*** Records provided ***

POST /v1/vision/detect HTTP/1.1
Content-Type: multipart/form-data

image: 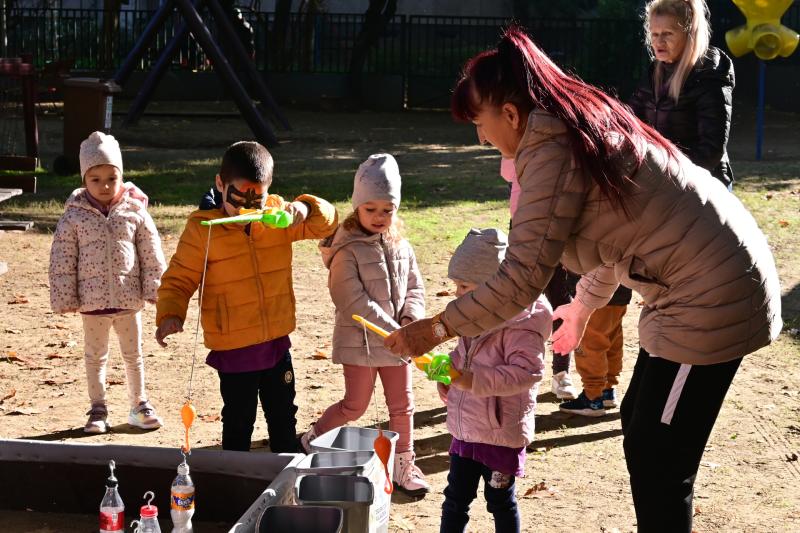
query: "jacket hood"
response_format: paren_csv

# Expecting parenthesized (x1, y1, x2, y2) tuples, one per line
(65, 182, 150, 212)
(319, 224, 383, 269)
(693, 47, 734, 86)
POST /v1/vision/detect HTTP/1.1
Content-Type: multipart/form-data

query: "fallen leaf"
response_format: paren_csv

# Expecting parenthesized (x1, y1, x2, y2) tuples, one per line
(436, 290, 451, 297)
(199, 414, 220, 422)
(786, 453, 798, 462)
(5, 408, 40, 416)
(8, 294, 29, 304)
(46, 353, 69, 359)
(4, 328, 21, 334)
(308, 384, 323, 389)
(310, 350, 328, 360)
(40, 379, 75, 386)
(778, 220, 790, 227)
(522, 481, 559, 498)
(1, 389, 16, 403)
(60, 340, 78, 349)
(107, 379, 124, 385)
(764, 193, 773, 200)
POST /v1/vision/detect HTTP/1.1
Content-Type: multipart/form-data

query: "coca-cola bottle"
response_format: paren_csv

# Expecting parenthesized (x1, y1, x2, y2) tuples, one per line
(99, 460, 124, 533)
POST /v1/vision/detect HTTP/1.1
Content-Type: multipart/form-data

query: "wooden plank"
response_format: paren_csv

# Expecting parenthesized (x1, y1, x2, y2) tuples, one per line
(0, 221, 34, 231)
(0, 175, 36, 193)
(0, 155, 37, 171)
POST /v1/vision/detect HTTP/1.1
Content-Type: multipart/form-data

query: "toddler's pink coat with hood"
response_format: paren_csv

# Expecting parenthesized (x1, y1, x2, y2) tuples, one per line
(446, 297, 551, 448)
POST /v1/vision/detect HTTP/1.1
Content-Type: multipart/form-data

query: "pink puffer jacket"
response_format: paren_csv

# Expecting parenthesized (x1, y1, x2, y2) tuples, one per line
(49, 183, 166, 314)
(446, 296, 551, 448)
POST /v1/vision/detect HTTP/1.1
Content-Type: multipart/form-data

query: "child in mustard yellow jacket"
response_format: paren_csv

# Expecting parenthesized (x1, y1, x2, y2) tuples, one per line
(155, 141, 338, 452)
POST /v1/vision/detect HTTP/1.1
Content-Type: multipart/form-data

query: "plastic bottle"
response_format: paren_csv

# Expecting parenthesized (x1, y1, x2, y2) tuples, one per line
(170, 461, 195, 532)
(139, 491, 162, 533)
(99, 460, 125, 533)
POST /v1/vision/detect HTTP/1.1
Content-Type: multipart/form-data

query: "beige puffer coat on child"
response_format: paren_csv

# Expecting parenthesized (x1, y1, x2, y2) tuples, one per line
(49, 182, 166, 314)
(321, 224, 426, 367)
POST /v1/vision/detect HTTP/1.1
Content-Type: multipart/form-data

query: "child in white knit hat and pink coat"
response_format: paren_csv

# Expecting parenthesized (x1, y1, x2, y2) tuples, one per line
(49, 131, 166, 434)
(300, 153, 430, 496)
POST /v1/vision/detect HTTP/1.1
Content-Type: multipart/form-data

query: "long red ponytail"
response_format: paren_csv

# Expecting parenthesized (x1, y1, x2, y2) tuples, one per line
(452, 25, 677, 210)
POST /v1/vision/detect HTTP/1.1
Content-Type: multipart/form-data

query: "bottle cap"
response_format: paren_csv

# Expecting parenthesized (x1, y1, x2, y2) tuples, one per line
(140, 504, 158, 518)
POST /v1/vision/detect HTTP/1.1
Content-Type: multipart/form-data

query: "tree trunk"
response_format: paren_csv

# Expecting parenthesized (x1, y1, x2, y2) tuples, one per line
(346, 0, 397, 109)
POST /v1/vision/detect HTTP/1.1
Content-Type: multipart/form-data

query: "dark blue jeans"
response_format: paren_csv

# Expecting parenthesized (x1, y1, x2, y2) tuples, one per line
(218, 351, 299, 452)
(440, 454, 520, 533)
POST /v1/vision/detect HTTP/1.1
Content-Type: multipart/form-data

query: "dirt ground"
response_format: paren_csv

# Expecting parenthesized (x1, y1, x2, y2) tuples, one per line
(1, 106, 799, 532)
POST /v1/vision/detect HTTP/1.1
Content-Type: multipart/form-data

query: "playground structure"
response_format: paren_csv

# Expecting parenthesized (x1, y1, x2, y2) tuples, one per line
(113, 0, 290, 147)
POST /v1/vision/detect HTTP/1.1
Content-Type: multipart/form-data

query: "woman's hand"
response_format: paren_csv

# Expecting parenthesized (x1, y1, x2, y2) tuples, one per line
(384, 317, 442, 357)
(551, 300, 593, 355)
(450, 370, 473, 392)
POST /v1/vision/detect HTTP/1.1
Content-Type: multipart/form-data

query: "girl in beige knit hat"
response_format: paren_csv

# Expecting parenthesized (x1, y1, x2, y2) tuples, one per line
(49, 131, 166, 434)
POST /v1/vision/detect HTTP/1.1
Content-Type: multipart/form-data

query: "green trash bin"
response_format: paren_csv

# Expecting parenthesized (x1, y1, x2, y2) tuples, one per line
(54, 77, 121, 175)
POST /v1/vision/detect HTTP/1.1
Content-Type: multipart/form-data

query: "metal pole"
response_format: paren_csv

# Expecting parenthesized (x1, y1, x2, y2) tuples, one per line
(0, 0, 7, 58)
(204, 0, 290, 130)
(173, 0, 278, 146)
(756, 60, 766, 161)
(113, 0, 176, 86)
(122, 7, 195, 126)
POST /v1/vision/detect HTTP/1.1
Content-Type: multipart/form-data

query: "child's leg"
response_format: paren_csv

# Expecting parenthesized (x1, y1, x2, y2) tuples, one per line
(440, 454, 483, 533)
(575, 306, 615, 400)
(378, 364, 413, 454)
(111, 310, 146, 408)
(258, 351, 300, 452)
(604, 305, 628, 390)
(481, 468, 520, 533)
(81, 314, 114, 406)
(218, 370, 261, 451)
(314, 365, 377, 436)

*** End of Records provided ***

Your reply should restate the data above word for word and contain no pictures.

POST /v1/vision/detect HTTP/1.1
Content-Type: multipart/form-data

image: 
query: "jacket hood"
response_format: paren_csv

# Expecting parenthesized (x1, y1, x2, y2) tuples, one per line
(65, 182, 150, 212)
(319, 224, 383, 269)
(693, 47, 734, 86)
POST /v1/vision/detect HTTP/1.1
Content-Type: multipart/form-data

query: "fallen leaf"
response_format: paren_csv

# Expecting parenthesized (x1, y1, x2, y2) tuples, one per line
(436, 290, 451, 297)
(199, 414, 220, 422)
(786, 453, 798, 462)
(5, 408, 40, 416)
(8, 294, 29, 304)
(46, 353, 69, 359)
(4, 328, 21, 334)
(308, 384, 323, 389)
(310, 350, 328, 360)
(40, 379, 75, 386)
(778, 220, 790, 227)
(522, 481, 559, 498)
(1, 389, 16, 403)
(60, 340, 78, 349)
(107, 379, 124, 385)
(764, 193, 773, 200)
POST /v1/vision/detect HTTP/1.1
Content-Type: multipart/form-data

query: "coca-cola bottle"
response_format: paren_csv

# Expecting parenthesized (x1, y1, x2, y2) tuples, one per line
(99, 460, 124, 533)
POST /v1/vision/detect HTTP/1.1
Content-Type: multipart/form-data

query: "wooden plank"
response_format: paren_csv

# Expecting parenthesized (x1, y1, x2, y2) tuples, one per line
(0, 221, 34, 231)
(0, 175, 36, 193)
(0, 155, 37, 171)
POST /v1/vision/detect HTTP/1.1
Content-Type: multipart/form-data

query: "toddler's pink coat with hood"
response_format: paren_csv

# Expecting parenthesized (x1, y1, x2, y2) tuples, one per line
(446, 297, 551, 448)
POST /v1/vision/detect HTTP/1.1
Content-Type: multipart/form-data

query: "pink puffer jacket"
response_format: paren_csv

# Expecting parenthesized (x1, y1, x2, y2) tuples, one per line
(49, 183, 166, 314)
(446, 296, 551, 448)
POST /v1/vision/detect HTTP/1.1
Content-Type: multipart/form-data

query: "child in mustard yellow jacket"
response_format: paren_csv

# Expecting parenthesized (x1, y1, x2, y2) tuples, one per line
(155, 141, 338, 452)
POST /v1/vision/detect HTTP/1.1
Content-Type: multipart/form-data

query: "plastic bottle"
response_format: paren_csv

# Expecting parenthesized (x1, y1, x2, y2) tuples, one per line
(170, 461, 195, 532)
(139, 491, 162, 533)
(99, 460, 125, 533)
POST /v1/vision/detect HTTP/1.1
Content-Type: multipart/form-data

query: "beige puffer coat on child"
response_format: paren_csv

# Expecting parenthesized (x1, y1, x2, y2) tuples, one per line
(49, 182, 166, 314)
(321, 224, 426, 367)
POST /v1/vision/detect HTTP/1.1
Content-Type: multipart/form-data

query: "child in white knit hat and pink coat"
response_format: paren_csv

# Expecting parenthesized (x1, y1, x2, y2) tuples, one per line
(49, 131, 166, 434)
(300, 153, 430, 496)
POST /v1/vision/detect HTTP/1.1
Content-Type: multipart/form-data

query: "long red ponytail"
response_format: paren_csv

# Expecting parenthesized (x1, y1, x2, y2) tuples, one per line
(452, 25, 677, 210)
POST /v1/vision/detect HTTP/1.1
Content-Type: multipart/form-data

query: "bottle cap"
response_format: paren_csv

# Expecting parenthesized (x1, y1, x2, y2) tuples, one per line
(140, 504, 158, 518)
POST /v1/vision/detect HTTP/1.1
Content-Type: multipart/form-data

query: "tree trunk"
response_format: paren_csv

# Expecting parenthesized (x1, y1, x2, y2) tuples, one per line
(346, 0, 397, 109)
POST /v1/vision/detect HTTP/1.1
Content-Type: multipart/form-data

query: "dark blue jeans"
response_format: paren_csv

# Expecting parenthesized (x1, y1, x2, y2) tuples, one per line
(218, 351, 299, 452)
(440, 454, 520, 533)
POST /v1/vision/detect HTTP/1.1
Content-Type: multipart/form-data

query: "dirt ground"
response_format: paren_csv

# Expecting parenthesized (x1, y1, x2, y2) tuples, one per line
(1, 106, 799, 532)
POST /v1/vision/detect HTTP/1.1
Content-Type: multipart/form-data

query: "playground structure"
response_format: paren_csv

# Expecting parenthesized (x1, y1, x2, y2) tuples, one per line
(113, 0, 290, 147)
POST /v1/vision/detect HTTP/1.1
Content-Type: multipart/form-data

query: "woman's hand"
response_format: paren_csv

# Expecting parenthesized (x1, y1, x2, y2) tuples, one per line
(384, 317, 442, 357)
(551, 300, 593, 355)
(450, 370, 473, 392)
POST /v1/vision/detect HTTP/1.1
Content-Type: multipart/form-data

query: "girl in beige knit hat"
response_format: paren_csv

# Expecting parenthesized (x1, y1, x2, y2) tuples, one per line
(49, 131, 166, 434)
POST /v1/vision/detect HTTP/1.1
Content-Type: multipart/form-data

query: "green trash bin"
response_format: paren_csv

# Expecting parenthesized (x1, y1, x2, y2) tuples, one per line
(54, 77, 121, 175)
POST /v1/vision/detect HTTP/1.1
Content-Type: multipart/form-data

query: "metal pole"
response_format: paren_csv

# Expecting parenthesized (x1, y1, x2, y2) tuples, one per line
(0, 0, 7, 58)
(204, 0, 290, 130)
(173, 0, 278, 146)
(756, 60, 766, 161)
(113, 0, 176, 86)
(122, 7, 195, 126)
POST /v1/vision/detect HTTP/1.1
Content-Type: multipart/form-data

query: "child's leg"
response_format: paren_csv

# Expecting parenthesized (x1, y1, x2, y2) tuples, one per line
(440, 454, 483, 533)
(575, 306, 615, 400)
(378, 364, 413, 454)
(111, 310, 146, 408)
(258, 351, 300, 452)
(604, 305, 628, 390)
(481, 468, 520, 533)
(81, 314, 114, 406)
(218, 370, 261, 451)
(314, 365, 377, 436)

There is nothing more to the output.